=== PASSAGE PROVIDED ===
Start of Block

Early in 1952, Murray began East Coast and Caribbean training operations from her home port, Norfolk. She also served periodically as plane guard during carrier qualification of naval aviation cadets off Pensacola, Florida. In June 1953, she sailed for her first deployment to the Mediterranean, serving in the hunter killer force of the 6th Fleet. Her 1954 tour was marked by an extension to northern European ports. In 1956, Murray operated with and participated in a NATO convoy escort exercise in European waters. During much of 1956 she underwent yard overhaul, then in 1957 sailed round Cape of Good Hope for patrol duty in the Persian Gulf, the usual access to which was blocked by the closing of the Suez Canal the previous autumn. With the canal free later in the spring, she joined the 6th Fleet in Mediterranean operations through August.

End of Block

=== WORK ORDER 1 ===
Answer these questions from the passage on Murray's service.
(a) What was Murray's home port?
(b) When did Murray sail for her first Mediterranean deployment?
(c) What route did Murray take in 1957 to reach patrol duty in the Persian Gulf?
=== WORK ORDER 2 ===
Decide whether each statement agrees with the passage on Murray's service, and quote the words that settle it.
(a) Murray's 1954 tour reached northern European ports.
(b) Murray served as plane guard off Norfolk during carrier qualification of naval aviation cadets.
(c) Murray stayed with the 6th Fleet in Mediterranean operations through December.
=== WORK ORDER 3 ===
Rewrite the passage on Murray's service from "Early in 1952, Murray" to "operations through August.", changing "hunter killer force" to "carrier task force".

Text-to-region grounding data
Start of Block

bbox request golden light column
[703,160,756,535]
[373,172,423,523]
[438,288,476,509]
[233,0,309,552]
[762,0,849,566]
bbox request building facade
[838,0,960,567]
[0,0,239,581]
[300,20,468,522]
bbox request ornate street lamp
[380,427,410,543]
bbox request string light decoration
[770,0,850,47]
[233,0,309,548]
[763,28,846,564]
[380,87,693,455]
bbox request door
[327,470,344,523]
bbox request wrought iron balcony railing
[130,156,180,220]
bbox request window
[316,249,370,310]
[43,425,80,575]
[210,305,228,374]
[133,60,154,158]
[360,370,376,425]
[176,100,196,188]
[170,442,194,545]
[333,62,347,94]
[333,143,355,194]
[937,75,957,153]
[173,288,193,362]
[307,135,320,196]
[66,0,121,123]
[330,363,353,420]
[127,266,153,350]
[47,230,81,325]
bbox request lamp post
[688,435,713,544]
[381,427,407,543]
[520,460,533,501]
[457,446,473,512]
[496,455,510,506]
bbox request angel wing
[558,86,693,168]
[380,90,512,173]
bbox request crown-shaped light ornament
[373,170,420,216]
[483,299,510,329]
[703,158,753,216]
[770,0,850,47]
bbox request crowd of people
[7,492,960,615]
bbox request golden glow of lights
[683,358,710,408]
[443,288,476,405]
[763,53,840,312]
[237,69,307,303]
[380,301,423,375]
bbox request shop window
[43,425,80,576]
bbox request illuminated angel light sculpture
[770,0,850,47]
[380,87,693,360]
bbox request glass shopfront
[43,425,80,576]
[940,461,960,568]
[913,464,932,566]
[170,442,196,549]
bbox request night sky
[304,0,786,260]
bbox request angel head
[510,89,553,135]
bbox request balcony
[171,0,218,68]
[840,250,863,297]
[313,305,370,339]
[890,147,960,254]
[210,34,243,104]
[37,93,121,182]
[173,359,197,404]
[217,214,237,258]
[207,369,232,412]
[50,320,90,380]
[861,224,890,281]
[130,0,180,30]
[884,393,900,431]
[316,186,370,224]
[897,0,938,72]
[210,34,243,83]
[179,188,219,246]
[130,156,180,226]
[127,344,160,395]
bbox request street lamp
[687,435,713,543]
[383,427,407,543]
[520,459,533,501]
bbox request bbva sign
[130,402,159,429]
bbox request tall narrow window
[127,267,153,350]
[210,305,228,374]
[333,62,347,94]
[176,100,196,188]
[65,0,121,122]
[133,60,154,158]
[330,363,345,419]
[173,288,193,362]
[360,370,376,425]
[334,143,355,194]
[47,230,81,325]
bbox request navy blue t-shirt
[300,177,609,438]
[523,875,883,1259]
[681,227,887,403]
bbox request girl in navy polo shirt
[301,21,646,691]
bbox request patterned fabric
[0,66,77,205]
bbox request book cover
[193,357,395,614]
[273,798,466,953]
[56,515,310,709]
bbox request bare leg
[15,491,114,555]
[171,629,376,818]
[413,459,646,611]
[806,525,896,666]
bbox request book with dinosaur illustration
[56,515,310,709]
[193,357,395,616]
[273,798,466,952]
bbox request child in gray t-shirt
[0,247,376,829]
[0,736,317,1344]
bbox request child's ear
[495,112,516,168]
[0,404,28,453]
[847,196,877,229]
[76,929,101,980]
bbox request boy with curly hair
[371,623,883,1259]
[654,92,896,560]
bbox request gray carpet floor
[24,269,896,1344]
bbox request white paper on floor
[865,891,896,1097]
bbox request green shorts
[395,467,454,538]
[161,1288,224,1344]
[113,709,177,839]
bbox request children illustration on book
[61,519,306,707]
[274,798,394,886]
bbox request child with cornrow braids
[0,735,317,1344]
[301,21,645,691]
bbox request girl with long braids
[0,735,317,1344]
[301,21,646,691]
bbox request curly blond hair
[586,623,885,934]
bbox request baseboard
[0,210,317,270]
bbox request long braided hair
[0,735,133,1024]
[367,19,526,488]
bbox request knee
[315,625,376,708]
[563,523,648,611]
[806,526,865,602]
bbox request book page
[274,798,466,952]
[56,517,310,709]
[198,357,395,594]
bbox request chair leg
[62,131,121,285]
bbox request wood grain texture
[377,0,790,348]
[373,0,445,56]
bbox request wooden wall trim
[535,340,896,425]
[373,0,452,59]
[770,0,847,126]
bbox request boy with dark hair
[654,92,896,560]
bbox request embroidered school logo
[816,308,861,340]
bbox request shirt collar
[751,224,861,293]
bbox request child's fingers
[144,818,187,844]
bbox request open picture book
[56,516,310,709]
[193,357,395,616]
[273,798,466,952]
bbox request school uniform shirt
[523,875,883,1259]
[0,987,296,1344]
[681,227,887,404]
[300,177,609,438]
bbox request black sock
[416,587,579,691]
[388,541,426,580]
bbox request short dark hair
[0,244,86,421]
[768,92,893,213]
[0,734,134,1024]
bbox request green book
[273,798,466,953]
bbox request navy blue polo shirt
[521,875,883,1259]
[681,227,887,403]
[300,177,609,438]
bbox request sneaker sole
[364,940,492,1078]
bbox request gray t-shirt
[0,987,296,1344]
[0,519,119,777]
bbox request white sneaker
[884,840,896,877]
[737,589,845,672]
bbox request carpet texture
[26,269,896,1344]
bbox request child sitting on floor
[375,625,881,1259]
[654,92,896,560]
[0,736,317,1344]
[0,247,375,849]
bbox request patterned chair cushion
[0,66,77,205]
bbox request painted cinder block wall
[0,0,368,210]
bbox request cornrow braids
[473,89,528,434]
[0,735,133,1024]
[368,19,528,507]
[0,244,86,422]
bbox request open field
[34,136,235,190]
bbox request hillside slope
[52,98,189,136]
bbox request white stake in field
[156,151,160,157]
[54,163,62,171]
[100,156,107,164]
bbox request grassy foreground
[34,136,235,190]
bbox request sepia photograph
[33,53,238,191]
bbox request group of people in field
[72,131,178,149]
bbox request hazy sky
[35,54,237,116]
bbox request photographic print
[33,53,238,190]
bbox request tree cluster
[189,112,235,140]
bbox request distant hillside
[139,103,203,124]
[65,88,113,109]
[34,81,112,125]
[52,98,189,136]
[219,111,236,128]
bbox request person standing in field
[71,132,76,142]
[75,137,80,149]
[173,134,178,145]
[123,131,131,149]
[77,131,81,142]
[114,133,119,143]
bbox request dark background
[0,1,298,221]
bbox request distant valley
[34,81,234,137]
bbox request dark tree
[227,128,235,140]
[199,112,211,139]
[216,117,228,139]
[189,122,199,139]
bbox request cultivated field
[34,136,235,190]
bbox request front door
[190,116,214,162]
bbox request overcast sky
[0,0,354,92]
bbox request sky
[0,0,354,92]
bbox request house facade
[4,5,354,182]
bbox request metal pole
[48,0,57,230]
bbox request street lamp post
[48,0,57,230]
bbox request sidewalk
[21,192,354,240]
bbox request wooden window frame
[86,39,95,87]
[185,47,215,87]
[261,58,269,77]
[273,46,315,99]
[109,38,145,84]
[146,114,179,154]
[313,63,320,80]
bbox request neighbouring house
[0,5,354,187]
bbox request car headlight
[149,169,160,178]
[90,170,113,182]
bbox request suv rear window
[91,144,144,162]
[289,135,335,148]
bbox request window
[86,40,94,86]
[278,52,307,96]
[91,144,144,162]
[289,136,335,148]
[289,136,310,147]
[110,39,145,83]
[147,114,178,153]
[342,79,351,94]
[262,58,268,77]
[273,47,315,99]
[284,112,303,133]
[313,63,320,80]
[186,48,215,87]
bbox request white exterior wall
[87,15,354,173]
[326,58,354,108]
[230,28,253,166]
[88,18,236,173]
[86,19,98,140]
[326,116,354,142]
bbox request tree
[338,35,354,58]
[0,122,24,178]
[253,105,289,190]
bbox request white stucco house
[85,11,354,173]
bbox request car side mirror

End of Block

=== RESPONSE 1 ===
(a) Norfolk
(b) June 1953
(c) Round the Cape of Good Hope

=== RESPONSE 2 ===
(a) Yes: "Her 1954 tour was marked by an extension to northern European ports."
(b) No: "She also served periodically as plane guard during carrier qualification of naval aviation cadets off Pensacola, Florida."
(c) No: "she joined the 6th Fleet in Mediterranean operations through August."

=== RESPONSE 3 ===
Early in 1952, Murray began East Coast and Caribbean training operations from her home port, Norfolk. She also served periodically as plane guard during carrier qualification of naval aviation cadets off Pensacola, Florida. In June 1953, she sailed for her first deployment to the Mediterranean, serving in the carrier task force of the 6th Fleet. Her 1954 tour was marked by an extension to northern European ports. In 1956, Murray operated with and participated in a NATO convoy escort exercise in European waters. During much of 1956 she underwent yard overhaul, then in 1957 sailed round Cape of Good Hope for patrol duty in the Persian Gulf, the usual access to which was blocked by the closing of the Suez Canal the previous autumn. With the canal free later in the spring, she joined the 6th Fleet in Mediterranean operations through August.